- _EXTRACT PROVIDED_
[BEGIN]
First of all, you need to use a function like mysql_real_escape_string() on your post data before putting it into a query


Second of all take the @ off the @mysql_query ($query);


Thirdly, add

Code: Select all

or die(mysql_error())
to the end of the query, post any error messages you are getting
BlueFlame
Forum Commoner
Posts: 33
Joined: Wed Oct 12, 2005 5:21 am

Post by BlueFlame »

I got this after I typed in the Correct username and password.
Warning: mysql_fetch_array(): supplied argument is not a valid MySQL result resource in /home/alan2011/public_html/phppro/admincp/index.php on line 27
User avatar
nickman013
Forum Regular
Posts: 764
Joined: Sun Aug 14, 2005 12:02 am
Location: Long Island, New York

Post by nickman013 »

Post lines 26, 27.
BlueFlame
Forum Commoner
Posts: 33
Joined: Wed Oct 12, 2005 5:21 am

Post by BlueFlame »

Code: Select all

$result = mysql_query ($query);
$row = mysql_fetch_array ($result, MYSQL_NUM);
User avatar
feyd
Neighborhood Spidermoddy
Posts: 31559
Joined: Mon Mar 29, 2004 3:24 pm
Location: Bothell, Washington, USA

Post by feyd »
[END]
- _TASK GOAL_
In the forum thread, which function should be applied to post data before it goes into a query?

- _DATA LISTING_
[BEGIN]
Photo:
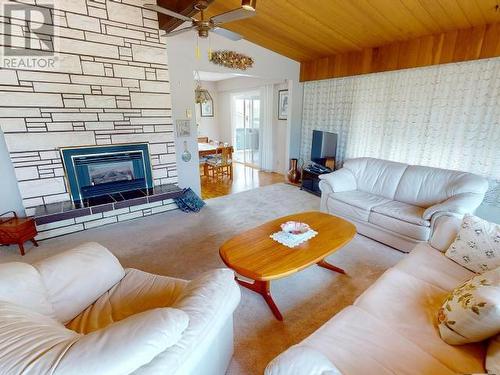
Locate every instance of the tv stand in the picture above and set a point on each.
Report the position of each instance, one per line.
(310, 181)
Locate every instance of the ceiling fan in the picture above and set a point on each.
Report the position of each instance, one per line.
(204, 26)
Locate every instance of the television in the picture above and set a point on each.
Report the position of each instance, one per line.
(324, 146)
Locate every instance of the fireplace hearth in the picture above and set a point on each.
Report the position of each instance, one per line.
(97, 171)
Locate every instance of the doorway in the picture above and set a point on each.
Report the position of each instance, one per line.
(246, 115)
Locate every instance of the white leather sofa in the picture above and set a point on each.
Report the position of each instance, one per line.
(80, 312)
(392, 327)
(396, 203)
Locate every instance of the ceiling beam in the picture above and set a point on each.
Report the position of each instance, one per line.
(184, 7)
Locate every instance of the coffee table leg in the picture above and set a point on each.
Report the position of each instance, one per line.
(262, 287)
(331, 267)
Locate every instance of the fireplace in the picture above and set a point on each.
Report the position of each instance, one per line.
(97, 171)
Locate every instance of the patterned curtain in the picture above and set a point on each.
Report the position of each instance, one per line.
(445, 116)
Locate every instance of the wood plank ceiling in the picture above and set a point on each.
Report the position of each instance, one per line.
(335, 38)
(309, 29)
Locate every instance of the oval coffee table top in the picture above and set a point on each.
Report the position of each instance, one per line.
(255, 255)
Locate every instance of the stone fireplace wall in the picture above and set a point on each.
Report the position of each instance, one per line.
(111, 86)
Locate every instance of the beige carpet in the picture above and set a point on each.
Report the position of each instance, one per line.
(184, 245)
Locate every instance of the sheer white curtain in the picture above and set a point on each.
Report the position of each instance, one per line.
(445, 116)
(266, 128)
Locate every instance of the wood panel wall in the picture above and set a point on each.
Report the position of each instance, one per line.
(454, 46)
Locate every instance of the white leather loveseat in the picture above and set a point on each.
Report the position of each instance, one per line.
(398, 204)
(80, 312)
(392, 327)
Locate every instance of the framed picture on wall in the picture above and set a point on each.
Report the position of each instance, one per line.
(282, 104)
(207, 109)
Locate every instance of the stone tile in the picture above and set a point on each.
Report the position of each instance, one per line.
(45, 186)
(43, 77)
(26, 173)
(125, 33)
(74, 116)
(100, 101)
(28, 99)
(147, 100)
(93, 68)
(124, 13)
(66, 88)
(149, 54)
(8, 77)
(12, 125)
(82, 47)
(77, 21)
(75, 6)
(125, 71)
(28, 142)
(152, 86)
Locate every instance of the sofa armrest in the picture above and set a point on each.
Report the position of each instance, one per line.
(341, 180)
(445, 230)
(301, 360)
(124, 346)
(212, 294)
(459, 204)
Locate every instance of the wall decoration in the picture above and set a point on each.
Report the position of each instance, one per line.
(444, 116)
(282, 104)
(186, 155)
(183, 128)
(207, 108)
(231, 59)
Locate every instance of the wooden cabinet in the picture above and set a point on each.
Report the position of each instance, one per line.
(17, 230)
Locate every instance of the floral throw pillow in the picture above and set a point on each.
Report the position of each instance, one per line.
(471, 312)
(477, 245)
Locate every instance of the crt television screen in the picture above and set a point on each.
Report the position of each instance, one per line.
(324, 145)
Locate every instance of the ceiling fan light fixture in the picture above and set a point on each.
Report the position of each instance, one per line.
(249, 4)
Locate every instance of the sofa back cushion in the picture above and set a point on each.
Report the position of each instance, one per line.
(376, 176)
(76, 278)
(426, 186)
(20, 283)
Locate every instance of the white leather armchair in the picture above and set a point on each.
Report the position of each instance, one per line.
(398, 204)
(80, 312)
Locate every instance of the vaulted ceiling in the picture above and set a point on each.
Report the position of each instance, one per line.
(309, 29)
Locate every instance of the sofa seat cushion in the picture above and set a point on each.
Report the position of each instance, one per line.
(360, 199)
(417, 232)
(431, 266)
(403, 211)
(410, 306)
(339, 208)
(76, 278)
(138, 291)
(357, 343)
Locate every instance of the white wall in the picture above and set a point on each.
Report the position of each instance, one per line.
(110, 86)
(209, 126)
(10, 198)
(244, 84)
(268, 65)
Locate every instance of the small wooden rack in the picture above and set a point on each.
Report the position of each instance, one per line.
(17, 230)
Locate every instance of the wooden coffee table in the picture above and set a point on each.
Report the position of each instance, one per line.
(254, 255)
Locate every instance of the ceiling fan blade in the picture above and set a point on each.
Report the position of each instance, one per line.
(227, 33)
(233, 15)
(167, 12)
(180, 31)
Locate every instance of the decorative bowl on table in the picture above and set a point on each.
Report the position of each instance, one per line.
(295, 227)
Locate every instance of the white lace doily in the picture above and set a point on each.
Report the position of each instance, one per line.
(292, 240)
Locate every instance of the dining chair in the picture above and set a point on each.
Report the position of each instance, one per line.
(221, 164)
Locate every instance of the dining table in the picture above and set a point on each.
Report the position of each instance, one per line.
(206, 149)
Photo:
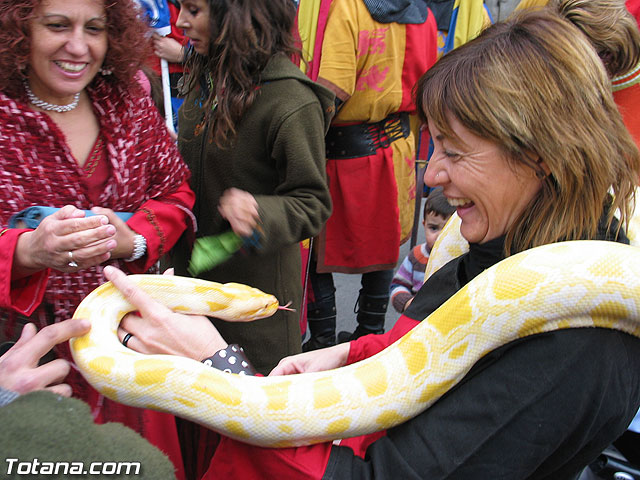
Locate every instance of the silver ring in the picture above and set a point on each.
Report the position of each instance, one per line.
(126, 338)
(72, 262)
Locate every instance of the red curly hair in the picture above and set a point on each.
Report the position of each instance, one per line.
(129, 44)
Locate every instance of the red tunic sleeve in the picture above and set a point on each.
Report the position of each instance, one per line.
(369, 345)
(23, 295)
(161, 221)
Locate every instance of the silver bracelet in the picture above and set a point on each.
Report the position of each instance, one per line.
(139, 248)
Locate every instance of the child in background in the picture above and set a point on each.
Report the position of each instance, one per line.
(410, 276)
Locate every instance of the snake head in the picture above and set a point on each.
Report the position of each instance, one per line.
(251, 303)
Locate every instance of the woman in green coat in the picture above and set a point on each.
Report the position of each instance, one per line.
(252, 130)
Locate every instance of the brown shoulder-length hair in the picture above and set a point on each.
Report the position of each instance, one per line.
(534, 85)
(609, 26)
(127, 35)
(245, 35)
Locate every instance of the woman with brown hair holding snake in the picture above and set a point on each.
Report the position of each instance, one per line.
(523, 173)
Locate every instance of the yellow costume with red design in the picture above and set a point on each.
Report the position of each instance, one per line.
(371, 66)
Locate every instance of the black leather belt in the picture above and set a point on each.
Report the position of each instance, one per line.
(362, 139)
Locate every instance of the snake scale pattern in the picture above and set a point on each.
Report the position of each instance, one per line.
(563, 285)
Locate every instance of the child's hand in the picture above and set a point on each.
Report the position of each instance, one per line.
(406, 305)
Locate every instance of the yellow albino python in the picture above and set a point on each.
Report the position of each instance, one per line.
(564, 285)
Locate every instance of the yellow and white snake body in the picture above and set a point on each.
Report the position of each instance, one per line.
(564, 285)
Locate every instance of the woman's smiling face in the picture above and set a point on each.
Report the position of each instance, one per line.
(194, 18)
(489, 192)
(68, 45)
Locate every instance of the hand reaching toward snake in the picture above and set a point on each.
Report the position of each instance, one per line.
(158, 329)
(564, 285)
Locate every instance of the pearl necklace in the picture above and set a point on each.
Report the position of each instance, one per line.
(33, 100)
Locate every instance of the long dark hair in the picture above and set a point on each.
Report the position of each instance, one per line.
(126, 31)
(245, 35)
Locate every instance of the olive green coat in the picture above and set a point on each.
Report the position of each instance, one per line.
(279, 157)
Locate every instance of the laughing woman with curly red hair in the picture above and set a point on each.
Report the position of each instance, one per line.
(78, 133)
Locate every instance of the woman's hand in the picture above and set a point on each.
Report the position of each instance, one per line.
(314, 361)
(240, 209)
(168, 48)
(124, 235)
(19, 370)
(89, 239)
(158, 329)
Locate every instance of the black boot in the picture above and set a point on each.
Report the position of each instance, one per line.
(371, 310)
(321, 310)
(321, 317)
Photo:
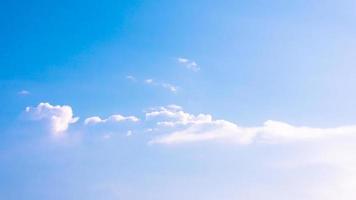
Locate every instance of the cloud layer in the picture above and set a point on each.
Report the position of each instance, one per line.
(182, 127)
(172, 125)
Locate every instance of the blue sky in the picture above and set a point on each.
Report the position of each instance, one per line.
(177, 99)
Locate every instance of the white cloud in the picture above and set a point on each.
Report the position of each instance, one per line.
(183, 127)
(57, 117)
(24, 93)
(168, 86)
(113, 118)
(189, 64)
(131, 78)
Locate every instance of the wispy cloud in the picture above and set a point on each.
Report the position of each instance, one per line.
(113, 119)
(189, 64)
(131, 78)
(24, 92)
(172, 88)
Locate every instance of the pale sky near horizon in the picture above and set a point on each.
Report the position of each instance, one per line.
(135, 100)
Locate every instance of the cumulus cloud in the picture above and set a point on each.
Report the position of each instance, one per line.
(58, 118)
(189, 64)
(111, 119)
(183, 127)
(168, 86)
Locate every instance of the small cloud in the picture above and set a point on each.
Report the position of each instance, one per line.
(58, 118)
(164, 85)
(170, 87)
(113, 118)
(23, 93)
(128, 133)
(149, 81)
(131, 78)
(189, 64)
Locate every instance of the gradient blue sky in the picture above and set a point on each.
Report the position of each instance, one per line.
(289, 61)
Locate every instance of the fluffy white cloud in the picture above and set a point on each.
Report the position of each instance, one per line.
(57, 117)
(183, 127)
(189, 64)
(113, 118)
(168, 86)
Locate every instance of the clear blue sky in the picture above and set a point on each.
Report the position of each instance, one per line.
(242, 62)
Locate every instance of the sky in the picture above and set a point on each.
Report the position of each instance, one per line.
(177, 99)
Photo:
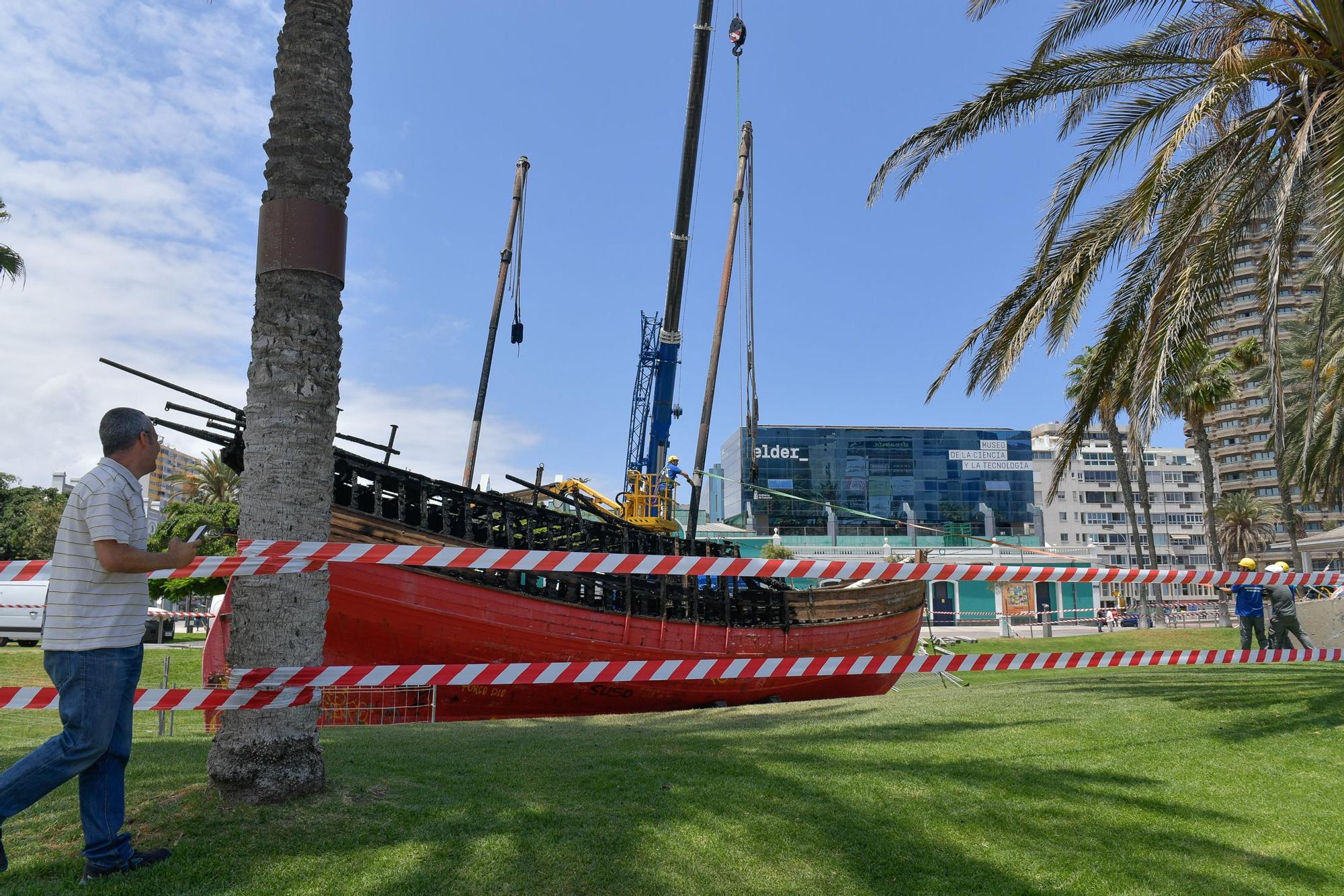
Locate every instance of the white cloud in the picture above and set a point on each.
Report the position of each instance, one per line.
(132, 165)
(382, 182)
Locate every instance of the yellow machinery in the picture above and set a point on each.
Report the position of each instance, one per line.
(647, 502)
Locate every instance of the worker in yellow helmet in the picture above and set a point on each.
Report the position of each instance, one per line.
(1284, 621)
(1251, 608)
(675, 471)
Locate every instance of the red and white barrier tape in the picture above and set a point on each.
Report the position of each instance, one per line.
(601, 671)
(173, 699)
(263, 688)
(272, 558)
(154, 612)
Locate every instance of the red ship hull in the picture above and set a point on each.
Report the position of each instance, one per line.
(400, 616)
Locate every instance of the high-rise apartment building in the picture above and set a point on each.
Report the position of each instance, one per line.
(159, 488)
(1240, 429)
(1089, 510)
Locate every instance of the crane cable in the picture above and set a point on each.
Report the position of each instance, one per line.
(517, 275)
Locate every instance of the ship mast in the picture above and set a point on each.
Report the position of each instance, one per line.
(506, 259)
(702, 444)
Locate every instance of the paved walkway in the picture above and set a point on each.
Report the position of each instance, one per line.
(1034, 632)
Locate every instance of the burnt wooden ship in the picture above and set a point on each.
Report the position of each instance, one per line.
(403, 616)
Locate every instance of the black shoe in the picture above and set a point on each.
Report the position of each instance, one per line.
(136, 862)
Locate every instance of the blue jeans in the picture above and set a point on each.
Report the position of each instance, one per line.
(97, 697)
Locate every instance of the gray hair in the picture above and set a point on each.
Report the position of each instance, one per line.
(120, 428)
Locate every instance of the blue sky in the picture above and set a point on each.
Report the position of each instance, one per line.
(134, 169)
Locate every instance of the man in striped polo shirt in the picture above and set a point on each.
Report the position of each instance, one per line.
(95, 624)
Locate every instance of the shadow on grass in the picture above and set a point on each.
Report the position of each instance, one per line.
(1273, 699)
(837, 797)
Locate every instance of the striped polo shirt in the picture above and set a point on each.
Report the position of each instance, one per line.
(89, 608)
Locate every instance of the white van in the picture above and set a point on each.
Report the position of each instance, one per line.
(22, 624)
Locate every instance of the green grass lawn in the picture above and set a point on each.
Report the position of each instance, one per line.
(1097, 781)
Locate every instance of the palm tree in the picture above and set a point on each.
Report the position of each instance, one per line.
(292, 393)
(11, 265)
(1234, 109)
(209, 480)
(1245, 525)
(1077, 377)
(1194, 392)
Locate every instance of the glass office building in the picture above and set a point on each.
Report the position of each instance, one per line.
(927, 476)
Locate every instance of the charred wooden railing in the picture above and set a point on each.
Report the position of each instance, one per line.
(454, 512)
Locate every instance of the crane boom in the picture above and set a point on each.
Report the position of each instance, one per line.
(670, 337)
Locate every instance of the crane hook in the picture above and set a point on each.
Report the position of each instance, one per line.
(739, 36)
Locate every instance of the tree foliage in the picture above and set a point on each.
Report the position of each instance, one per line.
(221, 539)
(1234, 112)
(11, 265)
(1245, 525)
(29, 521)
(209, 480)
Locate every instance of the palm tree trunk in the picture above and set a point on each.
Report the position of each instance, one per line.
(1206, 463)
(1146, 500)
(1127, 494)
(292, 393)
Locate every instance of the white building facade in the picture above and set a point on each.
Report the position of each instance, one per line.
(1091, 511)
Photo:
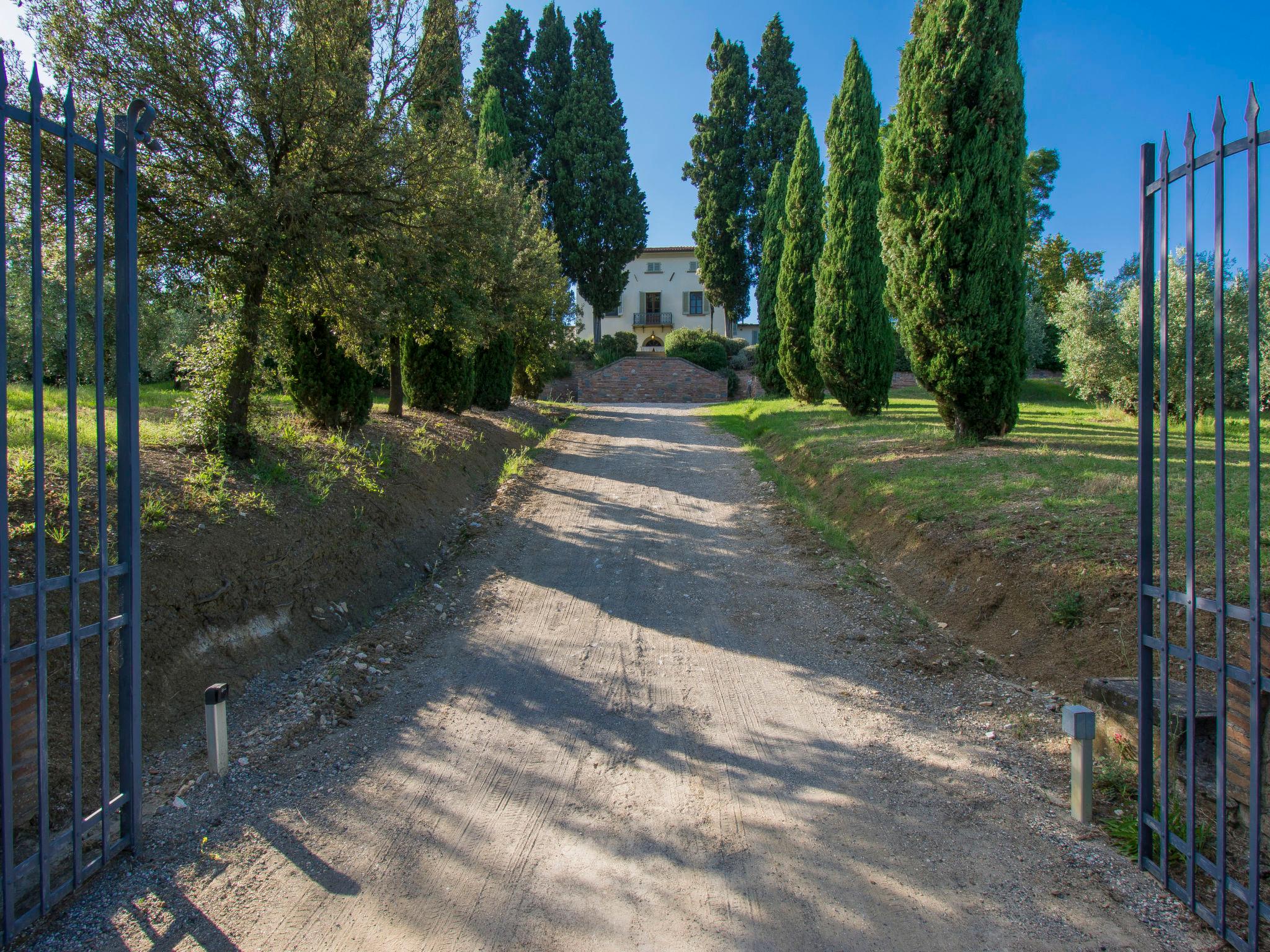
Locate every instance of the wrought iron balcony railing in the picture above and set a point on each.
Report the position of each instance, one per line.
(654, 319)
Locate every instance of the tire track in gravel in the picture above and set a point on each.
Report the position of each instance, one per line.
(642, 735)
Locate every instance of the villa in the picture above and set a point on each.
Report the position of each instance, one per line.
(664, 293)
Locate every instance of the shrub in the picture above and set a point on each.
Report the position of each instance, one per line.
(1099, 345)
(203, 409)
(615, 347)
(438, 375)
(698, 346)
(327, 385)
(1041, 338)
(494, 366)
(527, 381)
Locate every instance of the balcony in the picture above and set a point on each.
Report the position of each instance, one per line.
(654, 319)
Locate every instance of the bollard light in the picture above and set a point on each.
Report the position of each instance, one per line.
(1078, 725)
(218, 729)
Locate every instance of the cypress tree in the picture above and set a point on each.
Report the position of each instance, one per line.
(495, 361)
(438, 71)
(769, 271)
(718, 169)
(796, 287)
(494, 366)
(326, 384)
(780, 103)
(505, 60)
(954, 211)
(853, 340)
(494, 140)
(438, 375)
(598, 211)
(550, 74)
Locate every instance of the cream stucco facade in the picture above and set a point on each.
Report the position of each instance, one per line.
(664, 294)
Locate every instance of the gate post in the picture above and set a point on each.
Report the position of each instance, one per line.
(128, 470)
(1146, 501)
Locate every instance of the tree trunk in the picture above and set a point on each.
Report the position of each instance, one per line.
(397, 397)
(235, 432)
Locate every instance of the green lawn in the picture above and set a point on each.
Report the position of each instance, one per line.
(177, 478)
(1061, 489)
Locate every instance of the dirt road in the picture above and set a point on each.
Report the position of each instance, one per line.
(664, 720)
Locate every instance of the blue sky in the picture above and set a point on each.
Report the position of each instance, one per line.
(1103, 77)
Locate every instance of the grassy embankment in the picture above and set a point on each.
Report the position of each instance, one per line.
(291, 454)
(1048, 513)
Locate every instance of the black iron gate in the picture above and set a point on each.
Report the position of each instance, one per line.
(68, 568)
(1201, 610)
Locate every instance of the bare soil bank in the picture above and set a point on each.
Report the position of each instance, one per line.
(258, 592)
(1001, 607)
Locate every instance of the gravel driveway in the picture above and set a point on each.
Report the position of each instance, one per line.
(658, 715)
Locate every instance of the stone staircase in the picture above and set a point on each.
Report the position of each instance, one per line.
(652, 379)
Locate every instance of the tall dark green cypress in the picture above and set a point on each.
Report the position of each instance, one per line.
(718, 169)
(438, 71)
(853, 340)
(493, 139)
(598, 214)
(440, 372)
(495, 359)
(494, 364)
(766, 367)
(780, 104)
(796, 287)
(954, 211)
(504, 65)
(550, 75)
(438, 375)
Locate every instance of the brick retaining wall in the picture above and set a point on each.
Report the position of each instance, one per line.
(652, 380)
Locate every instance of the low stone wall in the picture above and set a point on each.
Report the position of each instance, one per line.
(652, 380)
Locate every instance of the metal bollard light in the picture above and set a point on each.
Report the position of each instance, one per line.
(218, 729)
(1078, 725)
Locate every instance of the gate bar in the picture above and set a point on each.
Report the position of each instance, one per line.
(1146, 399)
(1219, 874)
(1254, 531)
(6, 669)
(1191, 512)
(1163, 511)
(73, 493)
[END]
- _OUTPUT_
mysql_real_escape_string()